- [Problem details]
Continue the Azure Databricks error post from the point where it stops.

- [Reading text]
6

I am using DataBricks as a service on Azure. This is my cluster info :

enter image description here

I ran below command and everythings was o.

 %sql
 Select 
    * 
 from db_xxxxx.t_fxxxxxxxxx
 limit 10

Then I have updated some rows in above table. When I run above command again i have this error :

    Error in SQL statement: SparkException: Job aborted due to stage failure: Task 3 in stage 2823.0 failed 4 times, most recent failure: Lost task 3.3 in stage 2823.0 (TID 158824, 10.11.49.6, executor 14): com.databricks.sql.io.FileReadException: Error while reading file abfss:REDACTED_LOCAL_PART@storxfadev0501.dfs.core.windows.net/xsi-ed-faits/t_fait_xxxxxxxxxxx/_delta_log/00000000000000000022.json. It is possible the underlying files have been updated. You can explicitly invalidate the cache in Spark by running 'REFRESH TABLE tableName' command in SQL or by recreating the Dataset/DataFrame involved.
        at org.apache.spark.sql.execution.datasources.FileScanRDD$$anon$1$$anon$2.logFileNameAndThrow(FileScanRDD.scala:286)
        at org.apache.spark.sql.execution.datasources.FileScanRDD$$anon$1$$anon$2.getNext(FileScanRDD.scala:251)
        at org.apache.spark.util.NextIterator.hasNext(NextIterator.scala:73)
        at org.apache.spark.sql.execution.datasources.FileScanRDD$$anon$1.hasNext(FileScanRDD.scala:205)
        at org.apache.spark.sql.execution.datasources.FileScanRDD$$anon$1.nextIterator(FileScanRDD.scala:354)
        at org.apache.spark.sql.execution.datasources.FileScanRDD$$anon$1.hasNext(FileScanRDD.scala:205)
        at org.apache.spark.sql.catalyst.expressions.GeneratedClass$GeneratedIteratorForCodegenStage2.processNext(Unknown Source)
        at org.apache.spark.sql.execution.BufferedRowIterator.hasNext(BufferedRowIterator.java:43)
        at org.apache.spark.sql.execution.WholeStageCodegenExec$$anonfun$13$$anon$1.hasNext(WholeStageCodegenExec.scala:640)
        at scala.collection.Iterator$$anon$11.hasNext(Iterator.scala:409)
        at scala.collection.Iterator$$anon$11.hasNext(Iterator.scala:409)
        at scala.collection.Iterator$$anon$12.hasNext(Iterator.scala:440)
        at scala.collection.Iterator$$anon$11.hasNext(Iterator.scala:409)
        at org.apache.spark.sql.catalyst.expressions.GeneratedClass$GeneratedIteratorForCodegenStage4.processNext(Unknown Source)
        at org.apache.spark.sql.execution.BufferedRowIterator.hasNext(BufferedRowIterator.java:43)

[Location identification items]
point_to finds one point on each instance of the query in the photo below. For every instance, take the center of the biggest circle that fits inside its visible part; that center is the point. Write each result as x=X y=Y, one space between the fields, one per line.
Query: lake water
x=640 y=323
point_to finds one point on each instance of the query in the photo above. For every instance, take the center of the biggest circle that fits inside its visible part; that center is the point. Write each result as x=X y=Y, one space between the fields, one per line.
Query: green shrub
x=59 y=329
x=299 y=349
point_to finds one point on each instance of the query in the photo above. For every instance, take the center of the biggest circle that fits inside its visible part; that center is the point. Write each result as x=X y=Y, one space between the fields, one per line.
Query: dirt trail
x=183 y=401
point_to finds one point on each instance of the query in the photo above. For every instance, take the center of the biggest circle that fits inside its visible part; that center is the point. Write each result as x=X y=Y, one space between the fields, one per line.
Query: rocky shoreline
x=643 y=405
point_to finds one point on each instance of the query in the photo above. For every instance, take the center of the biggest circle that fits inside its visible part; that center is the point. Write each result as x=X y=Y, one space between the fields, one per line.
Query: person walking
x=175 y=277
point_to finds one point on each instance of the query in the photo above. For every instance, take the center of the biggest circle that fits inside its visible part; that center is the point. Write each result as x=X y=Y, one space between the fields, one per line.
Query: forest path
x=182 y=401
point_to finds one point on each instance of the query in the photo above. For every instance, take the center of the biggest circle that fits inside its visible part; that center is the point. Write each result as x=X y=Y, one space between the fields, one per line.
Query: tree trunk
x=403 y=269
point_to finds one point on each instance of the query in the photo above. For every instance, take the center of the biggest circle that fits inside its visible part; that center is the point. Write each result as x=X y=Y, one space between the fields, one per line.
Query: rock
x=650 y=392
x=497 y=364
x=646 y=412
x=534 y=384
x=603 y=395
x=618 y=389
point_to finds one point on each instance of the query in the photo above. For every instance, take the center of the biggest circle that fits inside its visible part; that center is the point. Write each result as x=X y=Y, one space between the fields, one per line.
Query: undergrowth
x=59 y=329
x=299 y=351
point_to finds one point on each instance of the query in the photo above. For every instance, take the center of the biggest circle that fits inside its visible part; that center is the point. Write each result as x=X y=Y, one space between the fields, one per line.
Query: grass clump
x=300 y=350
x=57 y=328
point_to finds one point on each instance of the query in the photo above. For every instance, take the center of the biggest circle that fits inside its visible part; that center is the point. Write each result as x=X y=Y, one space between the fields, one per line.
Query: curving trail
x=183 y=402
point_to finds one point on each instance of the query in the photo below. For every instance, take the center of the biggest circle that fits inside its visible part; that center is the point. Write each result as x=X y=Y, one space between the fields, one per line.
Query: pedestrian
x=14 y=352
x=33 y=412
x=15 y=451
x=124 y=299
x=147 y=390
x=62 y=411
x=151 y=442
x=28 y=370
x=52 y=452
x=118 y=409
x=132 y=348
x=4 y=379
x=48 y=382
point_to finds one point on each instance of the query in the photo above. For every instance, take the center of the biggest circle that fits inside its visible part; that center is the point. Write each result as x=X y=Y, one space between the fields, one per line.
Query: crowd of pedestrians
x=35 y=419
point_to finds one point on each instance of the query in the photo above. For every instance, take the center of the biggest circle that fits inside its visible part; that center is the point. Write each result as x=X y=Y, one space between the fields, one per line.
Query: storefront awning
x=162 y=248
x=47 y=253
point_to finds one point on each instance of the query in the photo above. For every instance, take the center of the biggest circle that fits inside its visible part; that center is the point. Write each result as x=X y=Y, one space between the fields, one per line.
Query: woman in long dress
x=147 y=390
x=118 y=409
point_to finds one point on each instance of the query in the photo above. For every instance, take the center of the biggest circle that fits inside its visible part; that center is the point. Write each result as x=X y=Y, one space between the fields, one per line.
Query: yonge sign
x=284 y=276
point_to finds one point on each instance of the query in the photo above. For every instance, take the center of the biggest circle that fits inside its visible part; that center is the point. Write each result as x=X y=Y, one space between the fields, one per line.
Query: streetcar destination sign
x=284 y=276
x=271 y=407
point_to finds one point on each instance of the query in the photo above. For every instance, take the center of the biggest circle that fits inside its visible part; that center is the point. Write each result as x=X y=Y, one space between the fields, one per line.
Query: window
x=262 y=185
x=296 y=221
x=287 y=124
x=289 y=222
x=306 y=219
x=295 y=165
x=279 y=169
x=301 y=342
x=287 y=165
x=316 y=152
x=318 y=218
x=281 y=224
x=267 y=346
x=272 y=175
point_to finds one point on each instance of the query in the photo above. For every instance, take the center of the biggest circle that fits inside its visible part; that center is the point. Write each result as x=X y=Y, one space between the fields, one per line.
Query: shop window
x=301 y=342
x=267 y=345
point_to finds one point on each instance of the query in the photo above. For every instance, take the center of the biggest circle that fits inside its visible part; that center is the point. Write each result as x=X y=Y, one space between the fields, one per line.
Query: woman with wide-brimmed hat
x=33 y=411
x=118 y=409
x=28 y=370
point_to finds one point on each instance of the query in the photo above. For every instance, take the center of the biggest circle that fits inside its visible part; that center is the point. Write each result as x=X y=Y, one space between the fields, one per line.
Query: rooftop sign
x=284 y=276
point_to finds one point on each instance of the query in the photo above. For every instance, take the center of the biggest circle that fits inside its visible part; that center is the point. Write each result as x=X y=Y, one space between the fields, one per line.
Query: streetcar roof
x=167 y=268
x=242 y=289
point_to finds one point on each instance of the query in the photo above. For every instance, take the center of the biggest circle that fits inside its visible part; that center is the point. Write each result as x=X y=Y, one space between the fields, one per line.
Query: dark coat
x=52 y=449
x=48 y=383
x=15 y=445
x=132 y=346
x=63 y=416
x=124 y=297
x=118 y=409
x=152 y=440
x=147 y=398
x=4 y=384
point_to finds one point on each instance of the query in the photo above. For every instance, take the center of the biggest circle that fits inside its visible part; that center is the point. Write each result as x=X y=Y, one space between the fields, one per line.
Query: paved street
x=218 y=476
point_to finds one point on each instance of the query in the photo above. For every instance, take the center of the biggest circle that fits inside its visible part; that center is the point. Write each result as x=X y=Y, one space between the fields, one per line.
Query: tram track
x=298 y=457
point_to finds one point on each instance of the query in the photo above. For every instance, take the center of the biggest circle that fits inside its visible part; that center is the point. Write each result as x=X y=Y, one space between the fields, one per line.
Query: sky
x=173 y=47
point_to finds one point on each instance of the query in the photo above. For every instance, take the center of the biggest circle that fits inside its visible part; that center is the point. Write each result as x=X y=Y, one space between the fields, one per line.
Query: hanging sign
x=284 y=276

- [Response]
        at org.apache.spark.sql.execution.WholeStageCodegenExec$$anonfun$13$$anon$1.hasNext(WholeStageCodegenExec.scala:640)
        at scala.collection.Iterator$$anon$11.hasNext(Iterator.scala:409)
        at org.apache.spark.shuffle.sort.BypassMergeSortShuffleWriter.write(BypassMergeSortShuffleWriter.java:125)
        at org.apache.spark.scheduler.ShuffleMapTask.runTask(ShuffleMapTask.scala:99)
        at org.apache.spark.scheduler.ShuffleMapTask.runTask(ShuffleMapTask.scala:55)
        at org.apache.spark.scheduler.Task.doRunTask(Task.scala:139)
        at org.apache.spark.scheduler.Task.run(Task.scala:112)
        at org.apache.spark.executor.Executor$TaskRunner$$anonfun$13.apply(Executor.scala:497)
        at org.apache.spark.util.Utils$.tryWithSafeFinally(Utils.scala:1526)
        at org.apache.spark.executor.Executor$TaskRunner.run(Executor.scala:503)
        at java.util.concurrent.ThreadPoolExecutor.runWorker(ThreadPoolExecutor.java:1149)
        at java.util.concurrent.ThreadPoolExecutor$Worker.run(ThreadPoolExecutor.java:624)
        at java.lang.Thread.run(Thread.java:748)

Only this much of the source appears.